[What you need to do]
Please set down each line of the material exactly.

[Data records]
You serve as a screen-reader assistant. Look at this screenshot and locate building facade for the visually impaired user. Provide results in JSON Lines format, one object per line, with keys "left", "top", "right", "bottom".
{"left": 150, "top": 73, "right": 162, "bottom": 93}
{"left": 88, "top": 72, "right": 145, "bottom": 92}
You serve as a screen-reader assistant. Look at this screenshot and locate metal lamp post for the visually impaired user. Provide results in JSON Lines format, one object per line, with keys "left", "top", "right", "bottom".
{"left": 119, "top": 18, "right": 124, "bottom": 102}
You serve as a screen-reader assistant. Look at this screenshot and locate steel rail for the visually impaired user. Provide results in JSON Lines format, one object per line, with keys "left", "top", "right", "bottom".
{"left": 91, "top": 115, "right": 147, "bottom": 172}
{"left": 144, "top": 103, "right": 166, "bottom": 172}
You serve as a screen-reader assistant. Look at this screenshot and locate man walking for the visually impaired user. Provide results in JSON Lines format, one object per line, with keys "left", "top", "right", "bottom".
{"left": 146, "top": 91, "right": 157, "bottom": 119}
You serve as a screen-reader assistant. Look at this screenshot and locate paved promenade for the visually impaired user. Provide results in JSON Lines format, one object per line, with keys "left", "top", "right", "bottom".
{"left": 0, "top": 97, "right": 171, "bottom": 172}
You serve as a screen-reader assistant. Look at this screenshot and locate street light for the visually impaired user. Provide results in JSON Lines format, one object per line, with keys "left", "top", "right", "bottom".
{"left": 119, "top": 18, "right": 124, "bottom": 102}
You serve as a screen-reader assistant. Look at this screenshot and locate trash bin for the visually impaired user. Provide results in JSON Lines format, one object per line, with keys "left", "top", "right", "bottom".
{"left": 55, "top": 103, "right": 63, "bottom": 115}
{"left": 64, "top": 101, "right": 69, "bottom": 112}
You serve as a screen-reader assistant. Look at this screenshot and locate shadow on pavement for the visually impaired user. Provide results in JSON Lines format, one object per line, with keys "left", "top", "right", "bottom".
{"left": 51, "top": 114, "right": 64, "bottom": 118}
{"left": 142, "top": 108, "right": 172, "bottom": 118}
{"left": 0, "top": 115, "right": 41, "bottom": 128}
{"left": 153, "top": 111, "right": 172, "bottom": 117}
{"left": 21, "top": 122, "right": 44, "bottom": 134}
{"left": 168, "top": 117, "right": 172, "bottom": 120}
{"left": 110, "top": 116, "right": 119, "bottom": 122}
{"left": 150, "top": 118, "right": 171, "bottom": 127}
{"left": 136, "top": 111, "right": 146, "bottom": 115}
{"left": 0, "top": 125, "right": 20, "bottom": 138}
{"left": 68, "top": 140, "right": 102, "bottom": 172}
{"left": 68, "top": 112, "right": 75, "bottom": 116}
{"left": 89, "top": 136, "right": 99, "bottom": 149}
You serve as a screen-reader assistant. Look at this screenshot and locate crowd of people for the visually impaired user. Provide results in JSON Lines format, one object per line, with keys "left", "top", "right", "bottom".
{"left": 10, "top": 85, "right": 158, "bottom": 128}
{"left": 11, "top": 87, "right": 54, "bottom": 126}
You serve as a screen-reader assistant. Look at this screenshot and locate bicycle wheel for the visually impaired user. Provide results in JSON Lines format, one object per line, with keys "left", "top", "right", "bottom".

[Answer section]
You serve as a screen-reader assistant. Look at this screenshot and locate building facade for the visually impaired user. Provide results in JSON Lines format, one object per line, with keys "left", "top", "right", "bottom".
{"left": 150, "top": 73, "right": 162, "bottom": 93}
{"left": 88, "top": 72, "right": 145, "bottom": 92}
You serve as a screen-reader assistant. Look at this screenshot and locate metal lamp post for the visually impaired user. Provide results in JSON Lines format, one object per line, with keys "left", "top", "right", "bottom".
{"left": 119, "top": 18, "right": 124, "bottom": 102}
You serve as a screen-reader assistant. Look at this screenshot and locate steel rail for the visually impaired user. Provide results in JSON Lines format, one object per line, with keys "left", "top", "right", "bottom".
{"left": 91, "top": 115, "right": 147, "bottom": 172}
{"left": 144, "top": 103, "right": 166, "bottom": 172}
You serve as a screen-reader assistant. Look at this screenshot and locate man walking for the visually impaired user. Provide results in JSON Lines format, one object per line, with keys "left", "top", "right", "bottom".
{"left": 146, "top": 91, "right": 157, "bottom": 119}
You serve as a screen-reader assistant. Look at this screenshot and locate paved promenade for the visually impaired user. Provide results in JSON Lines format, one object per line, with keys "left", "top", "right", "bottom".
{"left": 0, "top": 97, "right": 171, "bottom": 172}
You serve as a screen-reader assistant. Look at this screenshot and locate street light for the visually impaired user. Provide results in JSON Lines format, one object per line, with keys "left", "top", "right", "bottom".
{"left": 119, "top": 18, "right": 124, "bottom": 102}
You serve as a screen-reader assistant. Look at this screenshot and locate trash bin for the visually impaired user. Provide results in JSON Lines format, one object per line, with keys "left", "top", "right", "bottom".
{"left": 55, "top": 103, "right": 63, "bottom": 115}
{"left": 64, "top": 101, "right": 69, "bottom": 112}
You serve as a screen-reader assistant. Look at this screenshot and locate shadow on pavement for the visually impaired user. Provide results in JSON Lines format, one object per line, with keys "left", "top", "right", "bottom".
{"left": 51, "top": 114, "right": 64, "bottom": 118}
{"left": 142, "top": 108, "right": 172, "bottom": 118}
{"left": 0, "top": 115, "right": 41, "bottom": 128}
{"left": 153, "top": 111, "right": 172, "bottom": 117}
{"left": 21, "top": 122, "right": 44, "bottom": 134}
{"left": 168, "top": 117, "right": 172, "bottom": 120}
{"left": 110, "top": 116, "right": 119, "bottom": 122}
{"left": 150, "top": 118, "right": 171, "bottom": 127}
{"left": 136, "top": 111, "right": 146, "bottom": 115}
{"left": 0, "top": 125, "right": 20, "bottom": 138}
{"left": 68, "top": 140, "right": 102, "bottom": 172}
{"left": 68, "top": 112, "right": 75, "bottom": 116}
{"left": 89, "top": 136, "right": 99, "bottom": 149}
You serve as a screen-reader assistant. Look at this screenshot and locate crowd of people for the visually impaired user. Provide results in JSON Lines format, one object per line, with keys "left", "top", "right", "bottom".
{"left": 10, "top": 85, "right": 158, "bottom": 128}
{"left": 11, "top": 87, "right": 54, "bottom": 126}
You serve as a screen-reader assistant. Look at this screenshot and locate bicycle wheel for the visually impaired user. Provide results in JSON Lines format, one object per line, with keys "left", "top", "right", "bottom".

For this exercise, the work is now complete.